Part of a data file:
══════

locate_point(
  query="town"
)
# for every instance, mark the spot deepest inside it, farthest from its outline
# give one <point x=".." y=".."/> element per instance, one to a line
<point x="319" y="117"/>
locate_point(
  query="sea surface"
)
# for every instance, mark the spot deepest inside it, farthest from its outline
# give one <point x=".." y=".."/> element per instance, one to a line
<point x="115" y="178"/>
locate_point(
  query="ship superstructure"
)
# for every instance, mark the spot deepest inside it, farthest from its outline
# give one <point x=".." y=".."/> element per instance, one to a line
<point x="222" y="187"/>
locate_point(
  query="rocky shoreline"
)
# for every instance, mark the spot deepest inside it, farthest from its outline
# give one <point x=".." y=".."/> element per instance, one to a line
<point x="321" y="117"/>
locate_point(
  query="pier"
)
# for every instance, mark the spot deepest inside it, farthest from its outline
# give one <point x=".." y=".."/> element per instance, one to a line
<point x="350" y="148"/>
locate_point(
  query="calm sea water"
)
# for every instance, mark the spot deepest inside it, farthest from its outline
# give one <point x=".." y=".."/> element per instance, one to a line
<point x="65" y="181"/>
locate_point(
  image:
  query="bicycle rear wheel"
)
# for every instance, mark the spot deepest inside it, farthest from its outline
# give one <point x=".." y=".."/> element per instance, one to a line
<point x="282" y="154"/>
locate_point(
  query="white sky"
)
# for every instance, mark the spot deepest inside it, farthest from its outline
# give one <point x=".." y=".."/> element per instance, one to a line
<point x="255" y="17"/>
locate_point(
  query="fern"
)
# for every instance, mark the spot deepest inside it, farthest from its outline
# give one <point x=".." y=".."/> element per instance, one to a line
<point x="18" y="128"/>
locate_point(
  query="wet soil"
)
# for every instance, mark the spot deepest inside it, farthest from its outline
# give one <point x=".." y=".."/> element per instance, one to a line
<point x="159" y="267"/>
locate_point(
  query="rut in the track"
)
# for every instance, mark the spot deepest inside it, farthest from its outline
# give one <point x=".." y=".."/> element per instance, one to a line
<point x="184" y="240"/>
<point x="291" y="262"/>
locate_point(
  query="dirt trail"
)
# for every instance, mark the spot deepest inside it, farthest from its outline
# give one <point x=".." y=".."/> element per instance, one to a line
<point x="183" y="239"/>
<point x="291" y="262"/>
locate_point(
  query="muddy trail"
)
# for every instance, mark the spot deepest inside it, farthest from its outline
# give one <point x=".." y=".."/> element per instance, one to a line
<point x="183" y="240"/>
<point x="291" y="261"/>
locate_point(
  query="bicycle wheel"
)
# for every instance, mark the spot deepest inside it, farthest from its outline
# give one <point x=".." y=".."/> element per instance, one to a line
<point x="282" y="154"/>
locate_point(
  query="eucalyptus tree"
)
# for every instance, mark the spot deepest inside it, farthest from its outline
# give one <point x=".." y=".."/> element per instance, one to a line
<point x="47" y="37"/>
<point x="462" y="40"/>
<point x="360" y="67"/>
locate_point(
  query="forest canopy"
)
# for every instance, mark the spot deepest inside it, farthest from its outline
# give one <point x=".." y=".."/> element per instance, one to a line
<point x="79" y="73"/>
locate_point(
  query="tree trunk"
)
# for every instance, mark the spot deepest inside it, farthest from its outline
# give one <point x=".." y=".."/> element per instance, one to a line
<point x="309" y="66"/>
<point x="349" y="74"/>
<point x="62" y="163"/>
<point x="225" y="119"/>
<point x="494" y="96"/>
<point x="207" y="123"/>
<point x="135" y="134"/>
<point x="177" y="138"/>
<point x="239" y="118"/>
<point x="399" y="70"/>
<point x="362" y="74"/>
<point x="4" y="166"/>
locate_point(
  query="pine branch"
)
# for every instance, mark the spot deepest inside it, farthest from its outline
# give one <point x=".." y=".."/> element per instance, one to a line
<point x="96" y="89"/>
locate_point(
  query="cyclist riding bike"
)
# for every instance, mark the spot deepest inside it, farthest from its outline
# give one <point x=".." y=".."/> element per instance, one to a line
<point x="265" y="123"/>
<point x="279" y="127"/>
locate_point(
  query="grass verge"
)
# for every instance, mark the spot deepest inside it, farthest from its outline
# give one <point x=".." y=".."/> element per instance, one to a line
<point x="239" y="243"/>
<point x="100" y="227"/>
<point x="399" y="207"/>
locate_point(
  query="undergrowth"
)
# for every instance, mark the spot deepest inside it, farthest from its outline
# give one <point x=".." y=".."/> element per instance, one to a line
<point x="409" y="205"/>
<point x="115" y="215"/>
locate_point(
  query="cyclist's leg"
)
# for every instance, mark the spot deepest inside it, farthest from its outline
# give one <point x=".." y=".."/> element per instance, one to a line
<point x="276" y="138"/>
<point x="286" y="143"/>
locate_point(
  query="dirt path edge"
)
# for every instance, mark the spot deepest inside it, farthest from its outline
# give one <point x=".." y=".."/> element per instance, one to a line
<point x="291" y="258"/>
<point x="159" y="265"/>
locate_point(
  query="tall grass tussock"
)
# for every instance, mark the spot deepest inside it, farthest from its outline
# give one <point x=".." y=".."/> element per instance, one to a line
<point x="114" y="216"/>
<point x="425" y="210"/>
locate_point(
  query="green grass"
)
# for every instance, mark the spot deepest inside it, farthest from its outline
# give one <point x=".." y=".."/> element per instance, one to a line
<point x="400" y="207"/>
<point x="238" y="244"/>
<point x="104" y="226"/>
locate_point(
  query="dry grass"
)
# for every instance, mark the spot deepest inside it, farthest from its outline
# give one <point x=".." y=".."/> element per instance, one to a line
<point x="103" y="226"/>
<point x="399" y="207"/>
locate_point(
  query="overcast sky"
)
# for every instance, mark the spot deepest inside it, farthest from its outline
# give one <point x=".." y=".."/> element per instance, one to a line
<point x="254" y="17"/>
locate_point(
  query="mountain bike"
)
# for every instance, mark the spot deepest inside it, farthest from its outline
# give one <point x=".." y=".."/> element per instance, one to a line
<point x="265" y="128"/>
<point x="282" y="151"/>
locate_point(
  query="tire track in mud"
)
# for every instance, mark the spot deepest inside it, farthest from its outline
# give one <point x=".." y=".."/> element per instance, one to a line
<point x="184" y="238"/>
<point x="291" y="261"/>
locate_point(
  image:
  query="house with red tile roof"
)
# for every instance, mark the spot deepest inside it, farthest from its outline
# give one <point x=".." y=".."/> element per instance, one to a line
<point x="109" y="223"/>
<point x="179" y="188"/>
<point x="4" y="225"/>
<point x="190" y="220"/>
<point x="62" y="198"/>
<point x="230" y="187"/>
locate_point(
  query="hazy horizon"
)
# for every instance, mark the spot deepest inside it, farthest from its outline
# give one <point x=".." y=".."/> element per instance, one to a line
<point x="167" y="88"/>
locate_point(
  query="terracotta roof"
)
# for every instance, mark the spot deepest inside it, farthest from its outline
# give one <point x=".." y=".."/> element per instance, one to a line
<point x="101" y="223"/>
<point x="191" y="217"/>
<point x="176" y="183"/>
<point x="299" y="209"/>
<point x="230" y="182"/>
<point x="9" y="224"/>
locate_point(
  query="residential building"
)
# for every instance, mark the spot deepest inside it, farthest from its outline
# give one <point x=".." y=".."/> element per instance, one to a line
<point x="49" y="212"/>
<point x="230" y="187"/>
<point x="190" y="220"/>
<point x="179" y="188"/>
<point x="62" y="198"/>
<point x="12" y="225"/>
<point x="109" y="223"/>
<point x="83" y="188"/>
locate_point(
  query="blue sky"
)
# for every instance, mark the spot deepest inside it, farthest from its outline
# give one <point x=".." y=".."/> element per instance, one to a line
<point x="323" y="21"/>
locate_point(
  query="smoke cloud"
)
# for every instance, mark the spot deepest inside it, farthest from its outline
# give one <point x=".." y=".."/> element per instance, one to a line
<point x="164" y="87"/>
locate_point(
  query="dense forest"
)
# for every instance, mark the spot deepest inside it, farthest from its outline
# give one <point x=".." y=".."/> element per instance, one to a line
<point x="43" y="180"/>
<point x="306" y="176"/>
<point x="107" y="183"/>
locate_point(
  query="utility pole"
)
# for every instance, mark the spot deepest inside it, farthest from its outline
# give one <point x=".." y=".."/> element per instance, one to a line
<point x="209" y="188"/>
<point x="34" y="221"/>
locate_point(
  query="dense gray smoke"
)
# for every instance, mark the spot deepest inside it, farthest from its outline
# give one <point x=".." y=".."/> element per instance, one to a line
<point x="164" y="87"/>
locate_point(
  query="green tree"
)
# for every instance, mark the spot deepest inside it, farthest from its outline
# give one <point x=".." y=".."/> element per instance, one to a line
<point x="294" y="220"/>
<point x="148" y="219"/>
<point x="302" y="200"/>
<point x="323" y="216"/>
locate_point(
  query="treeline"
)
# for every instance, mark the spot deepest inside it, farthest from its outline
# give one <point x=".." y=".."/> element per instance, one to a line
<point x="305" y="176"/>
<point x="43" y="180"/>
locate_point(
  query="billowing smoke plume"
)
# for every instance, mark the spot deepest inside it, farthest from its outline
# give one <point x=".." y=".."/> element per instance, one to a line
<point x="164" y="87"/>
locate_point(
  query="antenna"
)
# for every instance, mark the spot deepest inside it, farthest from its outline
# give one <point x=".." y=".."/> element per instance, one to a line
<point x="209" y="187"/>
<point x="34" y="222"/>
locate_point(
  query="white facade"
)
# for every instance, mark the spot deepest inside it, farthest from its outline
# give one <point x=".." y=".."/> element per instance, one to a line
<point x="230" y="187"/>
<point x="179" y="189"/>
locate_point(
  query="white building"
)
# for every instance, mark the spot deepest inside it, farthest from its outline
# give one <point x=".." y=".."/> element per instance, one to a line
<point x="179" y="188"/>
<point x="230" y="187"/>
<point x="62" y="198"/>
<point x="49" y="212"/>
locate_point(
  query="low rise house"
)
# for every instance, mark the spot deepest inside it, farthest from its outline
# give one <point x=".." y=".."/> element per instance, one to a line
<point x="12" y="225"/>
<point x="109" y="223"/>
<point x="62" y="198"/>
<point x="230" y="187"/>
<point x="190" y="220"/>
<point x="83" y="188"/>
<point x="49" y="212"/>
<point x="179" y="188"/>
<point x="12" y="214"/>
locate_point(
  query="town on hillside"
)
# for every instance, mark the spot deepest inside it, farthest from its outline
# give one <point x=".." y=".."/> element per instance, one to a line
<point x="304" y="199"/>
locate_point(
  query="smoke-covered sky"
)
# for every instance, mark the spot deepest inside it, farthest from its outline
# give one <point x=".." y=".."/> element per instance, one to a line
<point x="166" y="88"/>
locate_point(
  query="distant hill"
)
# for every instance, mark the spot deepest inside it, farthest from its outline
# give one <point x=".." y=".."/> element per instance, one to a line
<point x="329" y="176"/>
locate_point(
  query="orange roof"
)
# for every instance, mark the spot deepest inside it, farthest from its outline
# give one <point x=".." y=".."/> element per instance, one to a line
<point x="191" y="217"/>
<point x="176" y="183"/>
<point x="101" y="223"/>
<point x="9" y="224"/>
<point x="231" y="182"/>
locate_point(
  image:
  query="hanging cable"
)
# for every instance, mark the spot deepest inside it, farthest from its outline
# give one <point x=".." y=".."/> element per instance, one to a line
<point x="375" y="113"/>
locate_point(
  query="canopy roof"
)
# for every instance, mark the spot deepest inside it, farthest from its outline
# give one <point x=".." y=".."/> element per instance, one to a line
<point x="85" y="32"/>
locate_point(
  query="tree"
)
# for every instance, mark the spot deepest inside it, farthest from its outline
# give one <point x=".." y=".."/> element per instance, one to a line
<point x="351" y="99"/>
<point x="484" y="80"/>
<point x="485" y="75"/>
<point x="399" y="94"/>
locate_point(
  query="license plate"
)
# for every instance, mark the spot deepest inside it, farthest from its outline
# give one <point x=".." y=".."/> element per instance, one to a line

══════

How many lines in the records contain the string "cyclist", matching case exactly? Reply with the number only.

Problem solution:
2